Dataset entries:
________________________

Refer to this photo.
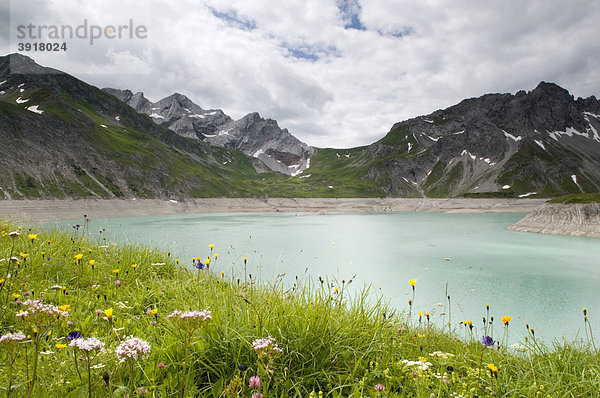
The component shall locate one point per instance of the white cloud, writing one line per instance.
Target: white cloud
(294, 61)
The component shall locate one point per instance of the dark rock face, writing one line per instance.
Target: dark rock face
(257, 137)
(539, 142)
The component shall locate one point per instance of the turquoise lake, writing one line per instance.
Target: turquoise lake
(540, 280)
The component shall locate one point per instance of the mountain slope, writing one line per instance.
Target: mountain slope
(61, 137)
(261, 138)
(64, 138)
(543, 142)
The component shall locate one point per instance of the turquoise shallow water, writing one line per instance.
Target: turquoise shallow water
(540, 280)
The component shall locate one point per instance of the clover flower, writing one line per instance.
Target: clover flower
(132, 348)
(88, 344)
(8, 337)
(266, 346)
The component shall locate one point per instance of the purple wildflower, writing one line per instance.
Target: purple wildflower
(254, 382)
(73, 335)
(487, 341)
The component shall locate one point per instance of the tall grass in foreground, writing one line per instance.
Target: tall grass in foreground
(117, 321)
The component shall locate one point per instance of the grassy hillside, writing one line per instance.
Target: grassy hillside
(246, 337)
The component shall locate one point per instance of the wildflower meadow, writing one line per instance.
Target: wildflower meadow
(82, 317)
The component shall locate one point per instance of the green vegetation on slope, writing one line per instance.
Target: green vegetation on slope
(206, 332)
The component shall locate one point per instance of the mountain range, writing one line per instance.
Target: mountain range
(63, 138)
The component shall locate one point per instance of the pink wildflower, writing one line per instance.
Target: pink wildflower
(88, 344)
(254, 382)
(19, 336)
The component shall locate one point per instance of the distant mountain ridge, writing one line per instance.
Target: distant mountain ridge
(63, 138)
(541, 142)
(257, 137)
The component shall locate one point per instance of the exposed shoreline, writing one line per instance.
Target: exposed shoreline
(562, 219)
(51, 210)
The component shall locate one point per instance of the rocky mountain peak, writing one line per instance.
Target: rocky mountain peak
(253, 135)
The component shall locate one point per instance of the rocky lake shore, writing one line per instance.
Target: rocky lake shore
(49, 210)
(562, 219)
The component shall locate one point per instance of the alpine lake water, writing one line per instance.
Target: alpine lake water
(540, 280)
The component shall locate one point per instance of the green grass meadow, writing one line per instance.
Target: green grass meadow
(123, 320)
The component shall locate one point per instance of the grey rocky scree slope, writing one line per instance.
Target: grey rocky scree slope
(261, 138)
(63, 138)
(542, 142)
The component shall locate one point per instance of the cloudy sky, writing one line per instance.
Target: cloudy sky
(336, 73)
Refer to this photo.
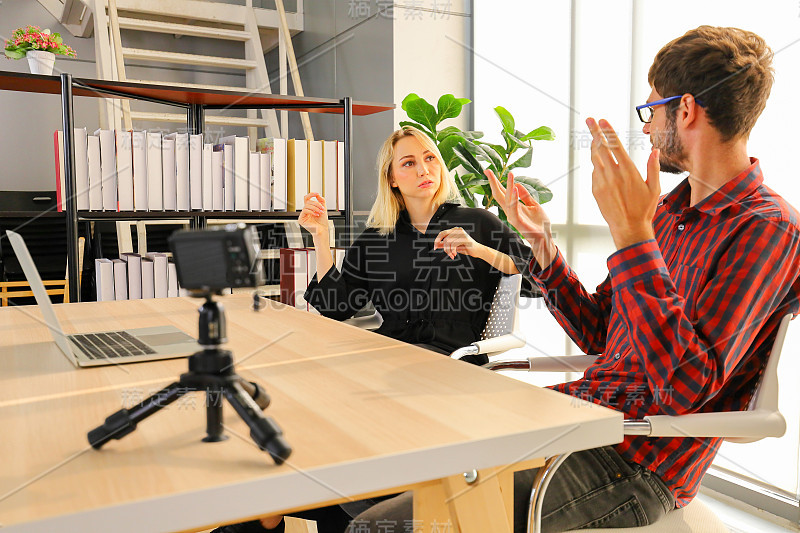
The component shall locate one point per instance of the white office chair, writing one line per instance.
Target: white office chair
(761, 419)
(501, 333)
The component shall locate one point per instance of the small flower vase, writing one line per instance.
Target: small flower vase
(41, 62)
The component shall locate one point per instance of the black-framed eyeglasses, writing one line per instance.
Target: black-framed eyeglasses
(645, 111)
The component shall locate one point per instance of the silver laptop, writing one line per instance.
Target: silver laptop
(104, 348)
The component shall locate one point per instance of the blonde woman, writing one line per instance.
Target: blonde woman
(429, 266)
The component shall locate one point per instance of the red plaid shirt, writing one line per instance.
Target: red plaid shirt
(684, 323)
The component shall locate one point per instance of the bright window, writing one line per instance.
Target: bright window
(557, 63)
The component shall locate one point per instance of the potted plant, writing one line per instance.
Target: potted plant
(39, 46)
(465, 151)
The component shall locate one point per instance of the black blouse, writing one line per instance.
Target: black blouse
(423, 296)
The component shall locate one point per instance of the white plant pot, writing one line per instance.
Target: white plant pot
(41, 62)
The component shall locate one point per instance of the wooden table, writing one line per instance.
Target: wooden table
(365, 415)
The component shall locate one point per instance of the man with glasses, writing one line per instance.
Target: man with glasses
(698, 284)
(697, 287)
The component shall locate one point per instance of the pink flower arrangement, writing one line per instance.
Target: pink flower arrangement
(35, 38)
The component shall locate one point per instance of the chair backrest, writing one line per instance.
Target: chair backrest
(504, 314)
(766, 393)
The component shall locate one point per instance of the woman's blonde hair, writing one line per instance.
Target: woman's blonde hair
(389, 202)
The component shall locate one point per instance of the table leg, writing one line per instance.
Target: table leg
(451, 505)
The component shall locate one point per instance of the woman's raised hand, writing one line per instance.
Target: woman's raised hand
(314, 216)
(456, 241)
(526, 215)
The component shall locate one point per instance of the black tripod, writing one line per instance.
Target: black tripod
(210, 370)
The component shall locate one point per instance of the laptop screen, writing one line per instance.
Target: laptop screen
(39, 292)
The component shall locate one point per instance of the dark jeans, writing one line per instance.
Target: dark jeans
(592, 489)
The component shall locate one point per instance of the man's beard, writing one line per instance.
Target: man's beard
(672, 154)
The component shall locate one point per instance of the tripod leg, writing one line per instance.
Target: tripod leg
(256, 392)
(124, 421)
(263, 430)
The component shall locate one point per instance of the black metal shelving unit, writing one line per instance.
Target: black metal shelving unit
(195, 102)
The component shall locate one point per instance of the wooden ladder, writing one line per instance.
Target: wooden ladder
(170, 18)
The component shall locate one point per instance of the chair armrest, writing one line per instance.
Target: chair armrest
(735, 426)
(563, 363)
(490, 346)
(499, 344)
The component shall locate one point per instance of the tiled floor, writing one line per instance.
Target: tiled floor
(739, 520)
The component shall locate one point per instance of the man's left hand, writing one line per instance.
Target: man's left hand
(626, 202)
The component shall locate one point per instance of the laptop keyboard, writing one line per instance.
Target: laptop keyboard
(111, 344)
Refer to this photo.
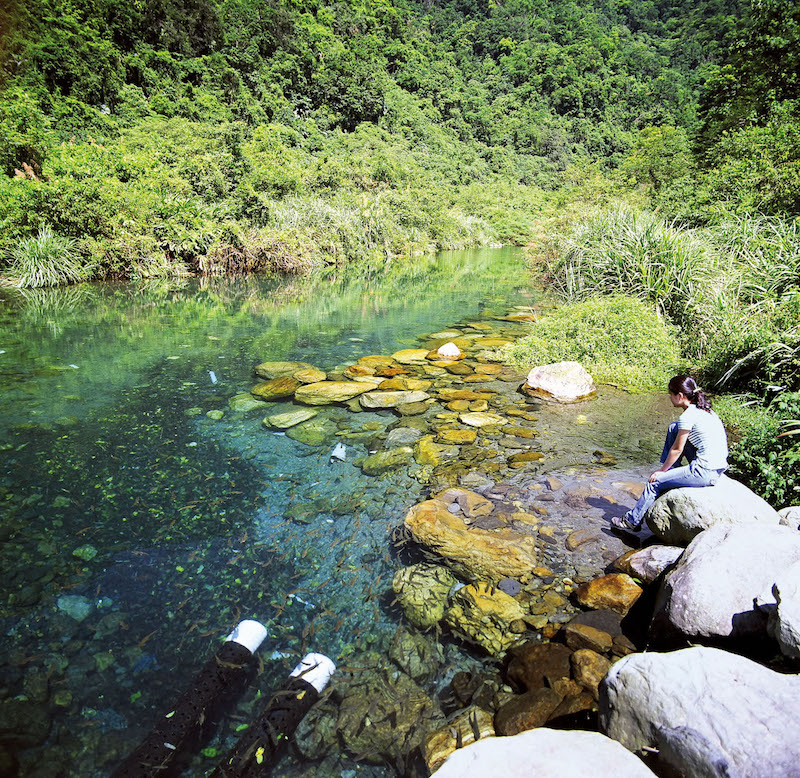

________________________

* TASK STATEMENT: Every record must be transcribed faithfully, with no picture carried over.

* EXERCISE RESPONSE:
Refer to this photo.
The component shall locate one point per instance of the white cloud, writing one line per instance.
Target: white cloud
(294, 61)
The component shall locate one point per instance of the dark rock face, writing one line per instance.
Target: dark rock face
(257, 137)
(539, 142)
The component shall locate one point per instance of the turquoise lake, writing one line per instance.
Target: turquoise lake
(540, 280)
The component shall locate one point per instance of the mountain slope, writing one line per instance.
Target: mountain slope
(61, 137)
(261, 138)
(64, 138)
(543, 142)
The component shall locate one point per instance of the turquoise shallow water, writing one line per instance.
Target: turquoise shallow water
(540, 280)
The component shall locate one point per instance of the clover flower, writing one line per instance.
Target: clover flower
(132, 348)
(88, 344)
(8, 337)
(266, 346)
The component shall locate one point per instance of the purple wildflower, writing one line per instance.
Target: purple wildflower
(254, 382)
(73, 335)
(487, 341)
The component shall locate one point per instance of the tall grass in foreground, writing one line per instance.
Target: tall grass in foreground
(117, 321)
The component shall locate one point per instance of the grassy hillside, writing one line per instance.
Target: grassy hillside
(246, 337)
The component shall locate one point per instance of the wildflower meadow, writing one line per instance.
Target: wildflower meadow
(82, 317)
The component shall locate one point per instance of the green vegetation on slope, writing one line per instance.
Target: green vegetation on slope
(206, 332)
The component shall locate one point per instance of the mountain range, writing one line per instance.
Target: mountain range
(63, 138)
The component shall locate one point per instance of the pink wildflower, writing one line per instance.
Target: pink wildflower
(88, 344)
(254, 382)
(19, 336)
The component shall locate one point per instance of the distant mountain ridge, writing one line per instance.
Target: distant mountain ridge
(63, 138)
(541, 142)
(257, 137)
The component shall locate one point per instance of the exposed shoreline, writing one line per instance.
Target: exposed shoreline
(562, 219)
(51, 210)
The component shall locate one point per instance of the rocky mountain peak, writing one line per instance.
Target: rocky mountain peak
(253, 135)
The component shall locate one point per instance of the rocky lake shore, writing one line per instance.
Target: rocky lake shore
(49, 210)
(562, 219)
The component shall locate one point per instance of the alpine lake water, writing one line per instance.
Target: alpine lake water
(540, 280)
The component shall locate one point per instance of the green grass meadow, writing one line per instance.
Target: green grass meadow
(123, 320)
The component shall locate one point per instance of the grey rocky scree slope, writing one line per instance.
Target: grey rocky scree slope
(261, 138)
(63, 138)
(542, 142)
The component shall locate one point per instance of the cloudy sky, writing one line per instance.
Target: cloudy sky
(336, 73)
Refer to this photo.
The component shall locate one point per instance of the white office chair, writing one line per instance.
Target: white office chair
(761, 419)
(501, 333)
The component shall locate one point per instance of the small flower vase, writing one line per instance.
Target: small flower vase
(41, 62)
The component shall locate one point per instance of the black-framed eyeglasses, writing one line per instance.
Target: black-framed eyeglasses
(645, 111)
The component shall locate one point per instance of the silver laptop, writing one line per instance.
Target: silver laptop
(104, 348)
The component shall locate one point per instance of the blonde woman, writing one line per instance.
Target: blonde woman
(429, 266)
The component shall locate one point per instance of the red plaid shirt, writing one line per instance.
Target: red plaid shirt
(684, 323)
The component shall locate one point per instance of the bright window, writing one line per instance.
Target: bright window
(557, 63)
The component shall locate one point per instance of the potted plant, writing one line per instance.
Target: potted plant
(39, 46)
(465, 151)
The component shall locate one point per instance of the black blouse, writing one line per instance.
Target: black blouse
(423, 296)
The component shall locate one point per instance of the white plant pot, writing one line per instance.
Target: white plant pot
(41, 62)
The component shall locate one point per instance of the wooden table, writing one line per instance.
Target: wooden table
(365, 415)
The component shall locate one point per instance of the man with glasses, writing one line per instance.
Target: man with glasses
(698, 284)
(697, 287)
The component shall locate one point per instance of the pink flower arrangement, writing one line per instance.
Target: pink flower arrangement
(35, 38)
The component shall locate one point per instance of the chair backrest, writing one line per instance.
Target: chair backrest
(504, 314)
(766, 393)
The component shall locate one point per instance of the woman's blonde hair, writing one line per instance.
Target: woman's blonde hair
(389, 202)
The component shall locate one point per instance of the table leg, writing one line per instance.
Target: table leg
(451, 505)
The component shall locate one point per instance of the woman's raised hand, writing one line per instance.
Target: woman's raised hand
(314, 216)
(456, 241)
(526, 215)
The component shall locate one point per instance of the black tripod, writing one line per instance.
Target: black tripod
(210, 370)
The component shall locate one point per instance of the laptop screen, writing one line per instance.
Target: laptop screen
(39, 292)
The component shall locate one point per instance of the dark jeans, writing one line per instance.
Target: dark jeans
(592, 489)
The component shall locate one point per instance of the man's beard, writing one line per instance.
Target: man's beard
(672, 154)
The component shall locate one point per instance of the tripod leg, writing one line per instance.
Target: tripod leg
(256, 392)
(124, 421)
(263, 430)
The component shall locate one point per instance of the black metal shelving unit, writing one line per instance.
Target: black metal shelving unit
(195, 102)
The component shall locate one point per instance of the wooden ladder, writing one line per instance.
Target: wooden ladder
(170, 18)
The component shall locate one point per instance of the chair armrest, writing one line per instance.
Target: chair armrest
(735, 426)
(563, 363)
(490, 346)
(499, 344)
The component shall locate one point per instance of the tiled floor, writing one line per instance.
Target: tiled floor
(739, 520)
The component shall locate one point per instance of the man's left hand, writing one line per instance.
Target: man's left hand
(626, 202)
The component shall locate one point per instance of the laptop keyboard, writing one line per instance.
Target: laptop keyboard
(111, 344)
Refer to this photo.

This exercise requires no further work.